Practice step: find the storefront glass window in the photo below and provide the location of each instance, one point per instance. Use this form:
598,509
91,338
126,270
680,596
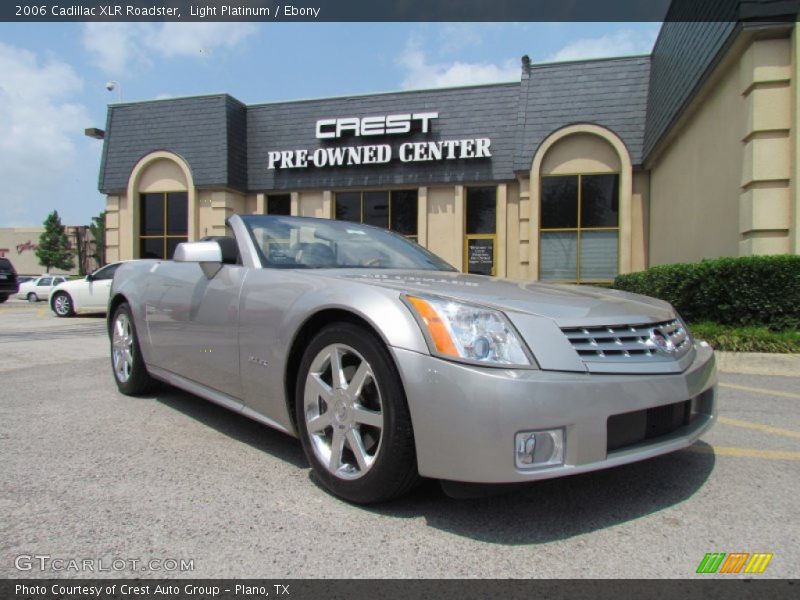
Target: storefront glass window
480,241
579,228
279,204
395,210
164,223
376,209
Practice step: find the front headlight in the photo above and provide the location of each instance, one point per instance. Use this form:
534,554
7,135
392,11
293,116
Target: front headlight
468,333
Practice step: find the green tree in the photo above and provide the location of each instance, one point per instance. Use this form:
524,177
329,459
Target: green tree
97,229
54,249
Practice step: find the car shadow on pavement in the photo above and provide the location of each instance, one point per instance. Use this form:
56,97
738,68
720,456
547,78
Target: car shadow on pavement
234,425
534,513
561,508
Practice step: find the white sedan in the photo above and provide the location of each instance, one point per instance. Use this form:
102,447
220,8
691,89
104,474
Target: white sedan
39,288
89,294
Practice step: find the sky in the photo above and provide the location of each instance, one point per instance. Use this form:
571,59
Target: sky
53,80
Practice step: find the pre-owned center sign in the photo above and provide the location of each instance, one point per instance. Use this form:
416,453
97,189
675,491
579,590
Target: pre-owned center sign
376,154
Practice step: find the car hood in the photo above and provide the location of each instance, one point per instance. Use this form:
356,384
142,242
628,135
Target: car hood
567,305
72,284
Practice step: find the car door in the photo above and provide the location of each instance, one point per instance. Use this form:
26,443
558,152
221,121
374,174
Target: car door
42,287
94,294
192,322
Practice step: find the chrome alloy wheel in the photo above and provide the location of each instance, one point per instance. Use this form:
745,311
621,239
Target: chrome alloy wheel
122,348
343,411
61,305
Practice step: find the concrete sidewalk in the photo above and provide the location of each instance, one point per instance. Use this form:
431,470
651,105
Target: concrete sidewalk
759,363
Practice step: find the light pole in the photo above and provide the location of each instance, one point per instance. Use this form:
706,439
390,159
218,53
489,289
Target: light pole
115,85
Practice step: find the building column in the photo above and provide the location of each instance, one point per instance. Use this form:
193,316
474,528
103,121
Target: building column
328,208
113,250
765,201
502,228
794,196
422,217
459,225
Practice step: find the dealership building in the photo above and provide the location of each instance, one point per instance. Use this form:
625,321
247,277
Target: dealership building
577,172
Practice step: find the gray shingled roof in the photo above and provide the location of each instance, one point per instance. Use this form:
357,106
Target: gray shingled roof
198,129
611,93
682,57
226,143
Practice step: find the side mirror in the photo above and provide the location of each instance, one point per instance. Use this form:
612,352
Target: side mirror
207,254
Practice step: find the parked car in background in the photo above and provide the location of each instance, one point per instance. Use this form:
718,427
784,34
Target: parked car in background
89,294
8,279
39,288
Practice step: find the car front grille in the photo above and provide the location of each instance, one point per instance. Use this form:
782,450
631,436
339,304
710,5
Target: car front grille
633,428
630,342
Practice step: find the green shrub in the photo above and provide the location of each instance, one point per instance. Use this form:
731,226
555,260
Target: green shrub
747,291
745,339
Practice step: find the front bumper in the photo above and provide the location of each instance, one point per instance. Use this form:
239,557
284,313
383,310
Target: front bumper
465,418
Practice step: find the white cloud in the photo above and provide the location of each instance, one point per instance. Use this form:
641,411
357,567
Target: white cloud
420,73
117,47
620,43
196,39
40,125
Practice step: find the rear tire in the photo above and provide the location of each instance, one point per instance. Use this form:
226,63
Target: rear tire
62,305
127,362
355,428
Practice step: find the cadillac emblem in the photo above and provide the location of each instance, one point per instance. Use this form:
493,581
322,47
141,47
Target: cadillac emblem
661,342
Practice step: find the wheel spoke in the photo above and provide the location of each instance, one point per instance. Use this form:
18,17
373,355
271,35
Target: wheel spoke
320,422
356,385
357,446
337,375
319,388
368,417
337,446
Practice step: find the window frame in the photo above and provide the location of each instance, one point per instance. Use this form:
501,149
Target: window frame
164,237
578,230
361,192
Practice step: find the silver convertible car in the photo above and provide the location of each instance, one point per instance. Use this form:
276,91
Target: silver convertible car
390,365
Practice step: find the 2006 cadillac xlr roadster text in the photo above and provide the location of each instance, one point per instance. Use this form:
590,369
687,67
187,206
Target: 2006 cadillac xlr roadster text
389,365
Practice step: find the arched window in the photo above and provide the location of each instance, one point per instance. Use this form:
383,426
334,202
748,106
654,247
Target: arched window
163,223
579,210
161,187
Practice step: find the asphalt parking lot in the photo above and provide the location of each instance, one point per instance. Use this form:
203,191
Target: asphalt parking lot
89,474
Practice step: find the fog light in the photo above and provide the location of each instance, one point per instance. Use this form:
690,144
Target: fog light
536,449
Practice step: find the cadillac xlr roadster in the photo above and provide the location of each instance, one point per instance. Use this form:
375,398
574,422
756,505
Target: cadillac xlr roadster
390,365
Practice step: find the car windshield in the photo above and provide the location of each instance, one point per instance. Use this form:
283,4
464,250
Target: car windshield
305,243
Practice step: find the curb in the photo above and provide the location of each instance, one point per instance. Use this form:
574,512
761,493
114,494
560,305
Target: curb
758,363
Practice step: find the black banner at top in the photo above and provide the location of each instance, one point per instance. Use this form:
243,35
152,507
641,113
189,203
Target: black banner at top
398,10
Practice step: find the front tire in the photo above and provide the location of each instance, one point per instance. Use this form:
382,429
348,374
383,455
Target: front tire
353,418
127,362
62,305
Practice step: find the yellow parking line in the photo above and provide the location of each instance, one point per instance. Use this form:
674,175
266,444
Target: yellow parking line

Problem to work on |
Return the listing above in full and without alteration, excluding its pictures.

Result of the exercise |
Practice step: find the storefront glass window in the photo below and provide the location of each instance, one point per instance. Use this form:
598,509
91,338
126,270
680,596
Target: storefront glass window
480,241
579,228
279,204
395,210
164,223
376,209
Practice step: find the front headlight in the photo above and provide the location of each instance, one point per instance. Use this form:
534,554
7,135
392,11
293,116
Target: front headlight
468,333
Practice step: find the green tree in the photo above and provide the location of each instance, one point per instance. Use this form:
524,177
329,459
Target: green tree
97,229
54,249
Practice step: find the car shadow on pavement in the photo above and provide the location of each instance, one point per instance. Use this form:
56,97
738,68
720,456
547,78
Target: car shadow on pavement
234,425
534,513
561,508
Practice step: find the white sedan in the photo above and provide the location of each instance, one point per instance. Use this form:
102,447
220,8
691,89
104,474
Target: white sedan
39,288
89,294
Practice step: find the sky in the photo above and provide the location of each instance, one point per instance. Use this form:
571,59
Target: sky
53,80
Practice step: find the pre-owned center sign in the photo above and provide the location of each instance, one point per instance. Use this form:
416,453
97,189
675,491
579,590
Target: pre-owned center sign
376,154
Practice step: find the car hood in the photo above and provide the location of each instance, one point per instance. Use this form:
356,384
142,242
628,135
Target: car hood
567,305
72,284
Practice step: find the car door in the photo above and provide the location of each instance, one point per instance. Use this form:
26,443
558,152
221,121
374,174
Target: car door
42,287
94,294
192,322
Practice step: find the chrome alloy wheel in the photo above and provide the location of each instance, one point per instance. Use this form:
745,311
621,239
Target: chrome alloy wheel
122,348
343,411
61,305
Practice step: find the concrete sidewalk in the photo above and provide the location of each instance, one point per instance. Use this form:
431,470
651,105
Target: concrete sidewalk
759,363
Practice step: find the light pole in the photo above and provide the location of each instance, one point per instance. Use this form:
706,439
390,159
218,53
489,289
Target: light pole
115,85
Practice step: find the building column in the photo above and provide the location of each instance, one point per instance. Use this form:
193,316
474,528
103,121
Target: building column
328,208
113,250
765,201
502,228
794,196
422,217
459,225
Practice step: find the dealership building in the photo above and provide the location of each instance, one point per instance. Use this form:
625,321
247,277
Target: dealership building
577,172
Practice step: find the gray shingled roof in the photo above and provide the location of each instance, one point per instance. Use this form:
357,106
Target: gray shingled roof
198,129
611,93
682,57
226,143
Practice step: find the side mirror in the photo above and provide the location of each instance, one point per instance. Use this form:
612,352
Target: side mirror
207,254
Practice step: find the parked car in background in the photo above and provide the location of each instance, one point per instance. Use this form:
718,427
784,34
Target: parked car in background
89,294
8,279
39,288
Practice step: find the car front grille in the photo above and provide the location of each instance, one point per instance. Use this form:
782,450
631,436
339,304
710,5
Target: car front grille
633,428
630,342
Practice step: find the green shrub in the photo above and provide the location of each instance, one point per instance. Use this form:
731,226
555,260
Target: green shrub
747,291
745,339
Practice step: find the front bumper in the photo above and provide the location of each instance, one point per instance. Use this form:
239,557
284,313
383,310
Target: front bumper
465,418
Practice step: find the white cloud in the photo above and provide the location of each instance, one point per instance. Use this form:
641,411
357,567
Target: white cloud
420,73
117,47
620,43
196,39
40,125
Practice step: find the rear tire in the photo above and provide the location of each instance, one point per instance. Use this form:
226,63
Target: rear tire
62,305
127,362
355,428
Practice step: find the cadillac emblem in the photo above and provide the location of each instance, one point per instance. Use this form:
493,581
322,47
141,47
Target: cadillac emblem
661,342
Practice step: find the wheel spoke in the photo above and provide the location of each instance, one point per instance. Use this form:
18,17
373,355
271,35
Target: wheel spoke
320,422
356,385
357,446
337,375
319,388
368,417
337,446
Practice step: find the window frame in the photo above and provide the location of each instance, one point per instance. Use this form:
501,149
Target: window frame
164,237
578,230
361,192
Practice step: find the silver convertible car in the photo above and provide the location of each instance, one point per instance. Use this form:
276,91
Target: silver convertible car
390,365
Practice step: find the 2006 cadillac xlr roadster text in the photo above and provide the location of each instance, one point per instance. Use this form:
590,369
687,67
187,206
Target: 2006 cadillac xlr roadster text
389,365
Practice step: find the arched window in the photo above and provide the location of each instance, one point per instance. Use this form:
383,426
334,202
748,106
654,247
Target: arched window
163,223
579,210
161,187
Practice step: find the asphalt parking lot in the photo above and provide the location of each instance, one point per instance. Use this form:
203,191
Target: asphalt parking lot
89,474
Practice step: find the fog light in the photo above and provide the location of each instance, one point per instance. Use this form:
690,144
Target: fog light
536,449
Practice step: find the cadillac xlr roadster in the photo above and provide the location of each instance, one point per instance. Use this form:
375,398
574,422
756,505
Target: cadillac xlr roadster
390,365
Practice step: find the car windshield in the photo above and provide the location of each instance, one point per instance. Use this form:
283,4
464,250
Target: car windshield
305,243
Practice step: find the curb in the photo above and provide the location of each instance, one point per instance. Use this form:
574,512
761,493
114,494
560,305
Target: curb
758,363
Practice step: find the black banner at top in the photo above and provide the location of each instance, one point per instance. Use this form:
243,35
152,507
641,113
189,203
Target: black banner at top
398,10
Practice step: find the front tire in the photo above and provide the location of each instance, one point per instance. Use this form:
382,429
348,374
383,455
Target: front tire
353,418
127,362
62,305
Practice step: find the yellow parking line in the photo above and provide the location of each instance, one point per instance. Use this form:
674,175
266,444
Target: yellow parking line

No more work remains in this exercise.